» EXERCISE REQUIREMENTS:
Restate word for word the entries below, starting with the line with "Phrase: butterfly thorax" and continuing through the line with "Phrase: green seed pod". Include both of those lines and no others.

......

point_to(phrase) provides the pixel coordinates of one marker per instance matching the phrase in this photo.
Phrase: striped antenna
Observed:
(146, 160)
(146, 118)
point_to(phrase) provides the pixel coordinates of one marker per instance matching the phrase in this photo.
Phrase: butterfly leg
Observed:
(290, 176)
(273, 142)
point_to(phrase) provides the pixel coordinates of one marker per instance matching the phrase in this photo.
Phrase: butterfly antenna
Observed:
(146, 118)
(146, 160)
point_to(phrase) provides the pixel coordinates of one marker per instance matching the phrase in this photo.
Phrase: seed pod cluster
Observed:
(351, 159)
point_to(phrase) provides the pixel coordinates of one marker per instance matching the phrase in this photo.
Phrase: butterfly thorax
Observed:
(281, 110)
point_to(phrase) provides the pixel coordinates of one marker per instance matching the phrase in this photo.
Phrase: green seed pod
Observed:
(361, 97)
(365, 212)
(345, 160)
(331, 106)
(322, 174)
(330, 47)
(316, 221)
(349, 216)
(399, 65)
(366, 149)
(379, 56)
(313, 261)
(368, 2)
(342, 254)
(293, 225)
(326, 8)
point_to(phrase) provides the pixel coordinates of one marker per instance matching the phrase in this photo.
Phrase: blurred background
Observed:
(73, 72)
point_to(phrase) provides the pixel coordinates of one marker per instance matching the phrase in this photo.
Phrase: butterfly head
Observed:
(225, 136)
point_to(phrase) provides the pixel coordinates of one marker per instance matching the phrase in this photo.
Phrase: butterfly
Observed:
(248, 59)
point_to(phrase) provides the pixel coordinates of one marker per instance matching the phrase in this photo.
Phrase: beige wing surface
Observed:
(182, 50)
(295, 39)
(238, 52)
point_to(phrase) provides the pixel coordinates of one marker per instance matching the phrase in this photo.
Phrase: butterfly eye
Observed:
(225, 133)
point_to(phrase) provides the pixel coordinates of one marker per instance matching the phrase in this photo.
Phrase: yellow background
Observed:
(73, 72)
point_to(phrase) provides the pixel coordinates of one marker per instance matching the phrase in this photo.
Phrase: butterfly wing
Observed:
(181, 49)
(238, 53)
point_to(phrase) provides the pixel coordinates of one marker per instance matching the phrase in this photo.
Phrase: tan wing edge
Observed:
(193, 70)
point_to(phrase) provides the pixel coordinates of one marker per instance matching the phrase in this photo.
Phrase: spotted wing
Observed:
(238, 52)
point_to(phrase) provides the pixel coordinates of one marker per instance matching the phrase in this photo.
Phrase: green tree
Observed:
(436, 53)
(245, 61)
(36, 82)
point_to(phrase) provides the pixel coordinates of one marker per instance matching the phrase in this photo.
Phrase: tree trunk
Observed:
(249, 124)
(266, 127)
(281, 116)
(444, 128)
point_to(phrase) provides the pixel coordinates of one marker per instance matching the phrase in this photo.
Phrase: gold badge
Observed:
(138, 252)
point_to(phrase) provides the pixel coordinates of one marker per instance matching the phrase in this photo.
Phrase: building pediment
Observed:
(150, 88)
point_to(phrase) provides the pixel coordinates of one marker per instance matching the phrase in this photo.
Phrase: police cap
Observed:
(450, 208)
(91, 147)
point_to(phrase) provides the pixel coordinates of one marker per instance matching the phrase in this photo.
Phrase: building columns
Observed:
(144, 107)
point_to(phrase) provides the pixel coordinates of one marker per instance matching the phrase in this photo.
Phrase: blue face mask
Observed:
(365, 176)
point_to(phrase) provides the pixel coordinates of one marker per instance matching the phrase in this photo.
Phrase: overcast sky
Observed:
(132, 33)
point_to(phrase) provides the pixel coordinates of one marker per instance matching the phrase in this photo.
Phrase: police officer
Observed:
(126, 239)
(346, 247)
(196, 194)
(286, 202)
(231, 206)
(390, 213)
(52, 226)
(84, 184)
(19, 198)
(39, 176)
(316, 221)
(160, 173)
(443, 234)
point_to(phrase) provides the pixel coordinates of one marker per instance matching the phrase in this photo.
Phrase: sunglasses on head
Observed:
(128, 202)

......

» SOLUTION FOR THIS TASK:
Phrase: butterfly thorax
Observed:
(281, 110)
point_to(phrase) provides the pixel coordinates of one marker per instance matching the phrase in this photo.
Phrase: green seed pod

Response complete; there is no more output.